DATA PROVIDED:
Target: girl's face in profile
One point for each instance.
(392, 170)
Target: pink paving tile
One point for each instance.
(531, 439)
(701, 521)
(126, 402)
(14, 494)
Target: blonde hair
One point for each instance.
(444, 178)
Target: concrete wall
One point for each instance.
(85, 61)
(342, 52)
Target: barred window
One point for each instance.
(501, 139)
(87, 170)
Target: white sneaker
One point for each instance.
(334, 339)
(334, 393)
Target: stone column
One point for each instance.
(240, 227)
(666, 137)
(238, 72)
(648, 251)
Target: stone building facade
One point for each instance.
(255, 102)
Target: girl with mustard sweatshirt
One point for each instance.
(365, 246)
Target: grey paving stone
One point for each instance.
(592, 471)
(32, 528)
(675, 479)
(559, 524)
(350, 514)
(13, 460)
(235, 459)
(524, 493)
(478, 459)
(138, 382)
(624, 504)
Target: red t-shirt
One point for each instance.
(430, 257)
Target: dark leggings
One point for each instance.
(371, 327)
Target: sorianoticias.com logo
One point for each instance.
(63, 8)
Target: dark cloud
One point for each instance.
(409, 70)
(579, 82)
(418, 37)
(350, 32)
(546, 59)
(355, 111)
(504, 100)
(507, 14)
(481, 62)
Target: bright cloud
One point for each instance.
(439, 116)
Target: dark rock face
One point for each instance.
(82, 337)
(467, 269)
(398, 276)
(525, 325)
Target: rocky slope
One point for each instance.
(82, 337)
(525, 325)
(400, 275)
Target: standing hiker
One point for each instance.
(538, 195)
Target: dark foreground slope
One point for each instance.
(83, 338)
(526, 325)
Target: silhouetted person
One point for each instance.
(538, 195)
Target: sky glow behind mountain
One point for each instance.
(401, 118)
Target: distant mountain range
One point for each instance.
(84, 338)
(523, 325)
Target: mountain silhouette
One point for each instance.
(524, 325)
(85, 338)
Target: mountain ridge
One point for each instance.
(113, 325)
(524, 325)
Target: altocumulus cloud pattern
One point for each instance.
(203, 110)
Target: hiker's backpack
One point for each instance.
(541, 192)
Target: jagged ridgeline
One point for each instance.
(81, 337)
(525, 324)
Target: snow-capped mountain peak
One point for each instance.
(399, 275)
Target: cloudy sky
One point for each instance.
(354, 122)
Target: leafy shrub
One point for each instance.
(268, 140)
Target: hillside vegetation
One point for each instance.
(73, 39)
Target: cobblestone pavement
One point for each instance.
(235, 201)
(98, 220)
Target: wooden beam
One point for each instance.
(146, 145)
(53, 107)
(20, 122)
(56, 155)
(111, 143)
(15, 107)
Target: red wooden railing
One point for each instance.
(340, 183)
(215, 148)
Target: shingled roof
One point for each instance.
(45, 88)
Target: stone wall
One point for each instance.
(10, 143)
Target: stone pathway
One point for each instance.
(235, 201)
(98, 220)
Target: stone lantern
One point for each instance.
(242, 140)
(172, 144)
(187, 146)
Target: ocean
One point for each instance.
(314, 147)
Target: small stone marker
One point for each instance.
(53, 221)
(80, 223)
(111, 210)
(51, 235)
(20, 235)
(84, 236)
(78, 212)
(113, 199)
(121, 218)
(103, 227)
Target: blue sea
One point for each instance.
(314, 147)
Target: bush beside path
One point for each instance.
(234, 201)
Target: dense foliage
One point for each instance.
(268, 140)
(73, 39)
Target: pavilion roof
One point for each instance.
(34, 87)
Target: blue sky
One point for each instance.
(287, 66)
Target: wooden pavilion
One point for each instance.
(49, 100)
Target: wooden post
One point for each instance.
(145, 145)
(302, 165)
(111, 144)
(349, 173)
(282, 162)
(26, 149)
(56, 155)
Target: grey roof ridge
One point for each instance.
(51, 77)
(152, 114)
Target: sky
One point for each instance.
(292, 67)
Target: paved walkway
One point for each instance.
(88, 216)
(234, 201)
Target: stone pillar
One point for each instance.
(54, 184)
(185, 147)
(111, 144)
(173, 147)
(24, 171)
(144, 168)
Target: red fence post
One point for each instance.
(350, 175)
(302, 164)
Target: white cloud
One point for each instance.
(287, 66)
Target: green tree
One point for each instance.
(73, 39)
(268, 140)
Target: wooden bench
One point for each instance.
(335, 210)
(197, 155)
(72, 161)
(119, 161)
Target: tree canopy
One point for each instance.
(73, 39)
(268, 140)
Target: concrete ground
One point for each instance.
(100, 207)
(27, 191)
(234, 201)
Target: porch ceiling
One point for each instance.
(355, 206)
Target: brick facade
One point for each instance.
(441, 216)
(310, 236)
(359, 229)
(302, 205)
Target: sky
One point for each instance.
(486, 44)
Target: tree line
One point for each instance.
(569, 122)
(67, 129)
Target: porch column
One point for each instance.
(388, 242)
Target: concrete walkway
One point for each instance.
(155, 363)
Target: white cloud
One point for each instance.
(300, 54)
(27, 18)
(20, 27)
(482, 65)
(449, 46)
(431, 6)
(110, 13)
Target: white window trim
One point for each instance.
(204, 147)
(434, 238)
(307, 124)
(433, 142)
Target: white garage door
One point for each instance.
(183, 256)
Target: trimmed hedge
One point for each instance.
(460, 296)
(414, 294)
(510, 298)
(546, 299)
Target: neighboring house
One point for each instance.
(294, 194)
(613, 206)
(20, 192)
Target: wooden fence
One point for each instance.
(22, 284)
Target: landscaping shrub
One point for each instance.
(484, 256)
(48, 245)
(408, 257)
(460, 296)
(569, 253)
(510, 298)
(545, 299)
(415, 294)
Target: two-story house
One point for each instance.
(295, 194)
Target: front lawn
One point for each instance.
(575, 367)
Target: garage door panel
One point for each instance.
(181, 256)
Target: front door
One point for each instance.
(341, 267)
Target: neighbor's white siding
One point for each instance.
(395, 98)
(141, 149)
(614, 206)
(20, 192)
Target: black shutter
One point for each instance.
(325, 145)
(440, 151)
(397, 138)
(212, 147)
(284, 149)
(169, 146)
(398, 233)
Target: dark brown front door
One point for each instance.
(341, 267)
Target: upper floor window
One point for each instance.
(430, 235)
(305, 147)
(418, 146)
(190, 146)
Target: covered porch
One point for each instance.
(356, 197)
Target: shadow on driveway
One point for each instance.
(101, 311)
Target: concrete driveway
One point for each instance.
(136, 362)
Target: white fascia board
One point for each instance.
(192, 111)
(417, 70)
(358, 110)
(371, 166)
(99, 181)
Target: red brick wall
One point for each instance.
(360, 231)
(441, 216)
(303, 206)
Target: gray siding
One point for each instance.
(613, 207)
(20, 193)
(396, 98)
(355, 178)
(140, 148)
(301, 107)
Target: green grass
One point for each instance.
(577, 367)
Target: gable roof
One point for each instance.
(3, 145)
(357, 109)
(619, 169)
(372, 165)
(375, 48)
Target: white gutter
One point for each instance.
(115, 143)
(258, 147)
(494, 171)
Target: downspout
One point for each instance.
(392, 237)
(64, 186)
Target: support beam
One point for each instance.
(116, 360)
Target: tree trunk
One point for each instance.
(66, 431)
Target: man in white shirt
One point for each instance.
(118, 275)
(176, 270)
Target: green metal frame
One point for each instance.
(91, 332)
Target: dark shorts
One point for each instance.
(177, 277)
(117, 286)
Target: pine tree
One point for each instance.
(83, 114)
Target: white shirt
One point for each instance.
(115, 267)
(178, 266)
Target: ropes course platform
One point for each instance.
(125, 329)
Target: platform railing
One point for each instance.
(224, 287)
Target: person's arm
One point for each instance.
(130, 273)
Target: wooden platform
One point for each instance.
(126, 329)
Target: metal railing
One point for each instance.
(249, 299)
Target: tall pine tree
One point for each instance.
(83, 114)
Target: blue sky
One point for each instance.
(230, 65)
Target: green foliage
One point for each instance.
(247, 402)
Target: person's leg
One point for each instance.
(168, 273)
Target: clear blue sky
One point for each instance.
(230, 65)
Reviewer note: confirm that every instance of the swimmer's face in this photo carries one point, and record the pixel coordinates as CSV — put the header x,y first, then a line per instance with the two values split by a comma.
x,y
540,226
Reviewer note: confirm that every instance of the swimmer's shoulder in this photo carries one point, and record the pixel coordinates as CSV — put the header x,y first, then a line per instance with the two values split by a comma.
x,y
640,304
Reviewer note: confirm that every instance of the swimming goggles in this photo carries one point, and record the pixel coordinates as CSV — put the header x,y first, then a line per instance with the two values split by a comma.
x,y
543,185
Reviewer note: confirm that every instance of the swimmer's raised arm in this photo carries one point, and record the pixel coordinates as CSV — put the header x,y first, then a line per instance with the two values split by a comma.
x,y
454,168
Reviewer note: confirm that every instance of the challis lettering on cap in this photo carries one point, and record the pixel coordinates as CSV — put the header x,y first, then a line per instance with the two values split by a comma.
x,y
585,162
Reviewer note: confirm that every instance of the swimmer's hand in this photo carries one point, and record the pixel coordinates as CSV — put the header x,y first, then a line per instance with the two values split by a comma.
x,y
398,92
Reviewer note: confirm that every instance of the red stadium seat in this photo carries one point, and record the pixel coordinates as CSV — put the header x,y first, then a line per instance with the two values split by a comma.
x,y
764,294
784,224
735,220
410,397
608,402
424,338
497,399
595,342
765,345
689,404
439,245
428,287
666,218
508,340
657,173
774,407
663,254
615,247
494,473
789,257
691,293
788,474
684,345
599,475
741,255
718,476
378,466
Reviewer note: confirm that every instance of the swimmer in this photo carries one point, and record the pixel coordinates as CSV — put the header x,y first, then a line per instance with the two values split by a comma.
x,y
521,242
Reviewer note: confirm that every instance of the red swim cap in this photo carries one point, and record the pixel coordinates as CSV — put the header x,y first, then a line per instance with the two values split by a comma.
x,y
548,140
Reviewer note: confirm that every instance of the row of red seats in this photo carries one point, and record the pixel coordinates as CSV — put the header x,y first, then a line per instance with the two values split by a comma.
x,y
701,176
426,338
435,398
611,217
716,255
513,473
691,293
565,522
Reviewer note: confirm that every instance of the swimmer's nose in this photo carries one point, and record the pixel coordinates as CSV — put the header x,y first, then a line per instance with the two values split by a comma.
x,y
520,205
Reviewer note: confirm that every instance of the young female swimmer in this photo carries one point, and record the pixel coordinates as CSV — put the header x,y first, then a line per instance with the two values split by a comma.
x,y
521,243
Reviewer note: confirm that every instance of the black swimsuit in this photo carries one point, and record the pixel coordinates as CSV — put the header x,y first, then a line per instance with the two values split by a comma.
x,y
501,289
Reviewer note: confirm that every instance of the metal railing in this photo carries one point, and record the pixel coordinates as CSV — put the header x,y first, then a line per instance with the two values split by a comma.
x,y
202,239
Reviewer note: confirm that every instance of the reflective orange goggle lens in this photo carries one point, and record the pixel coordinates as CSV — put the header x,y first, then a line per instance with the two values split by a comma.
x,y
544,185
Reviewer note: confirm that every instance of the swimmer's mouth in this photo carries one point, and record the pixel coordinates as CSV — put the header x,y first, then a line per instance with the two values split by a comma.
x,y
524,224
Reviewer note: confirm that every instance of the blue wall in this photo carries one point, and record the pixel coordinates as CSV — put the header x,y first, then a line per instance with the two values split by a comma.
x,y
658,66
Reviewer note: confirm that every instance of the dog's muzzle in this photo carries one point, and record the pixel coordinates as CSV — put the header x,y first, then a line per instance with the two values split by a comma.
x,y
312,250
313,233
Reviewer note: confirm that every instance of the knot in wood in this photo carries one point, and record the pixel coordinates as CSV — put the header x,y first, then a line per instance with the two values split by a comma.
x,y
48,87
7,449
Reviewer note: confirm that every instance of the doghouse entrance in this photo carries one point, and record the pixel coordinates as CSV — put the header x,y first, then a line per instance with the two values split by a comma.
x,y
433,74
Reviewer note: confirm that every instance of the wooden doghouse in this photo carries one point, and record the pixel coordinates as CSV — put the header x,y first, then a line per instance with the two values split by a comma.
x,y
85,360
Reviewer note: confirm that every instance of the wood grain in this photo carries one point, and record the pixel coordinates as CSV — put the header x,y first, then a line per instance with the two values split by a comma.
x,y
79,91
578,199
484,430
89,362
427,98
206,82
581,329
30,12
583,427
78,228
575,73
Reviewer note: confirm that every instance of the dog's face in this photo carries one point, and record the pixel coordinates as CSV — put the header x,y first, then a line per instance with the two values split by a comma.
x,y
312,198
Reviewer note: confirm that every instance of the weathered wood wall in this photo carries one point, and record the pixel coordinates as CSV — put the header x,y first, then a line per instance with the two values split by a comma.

TASK PROMPT:
Repeat word for word every line from the one that holds "Reviewer note: confirm that every instance of the wood grain" to the end. Both ends count.

FINISHED ANSWER:
Reviewer note: confirm that every instance of the wood grain in this photo carries one point, and record the pixel coordinates as CSV — put the header x,y first, then a line per instance with the two values split by a comma.
x,y
79,91
578,199
484,430
89,362
427,98
206,82
581,329
30,12
583,427
78,228
575,73
Reviewer note: confirm that every instance of the dog's face in this photo carries one point, and record the pixel coordinates as CSV — put the header x,y first, then a line per instance with the two values split by a comma.
x,y
312,198
Reviewer note: confirm that every instance of the weathered wood wall in this photo carries one point, and record the pixel coordinates as CSV — put the header x,y first, then a line per instance with the two values split by a comma.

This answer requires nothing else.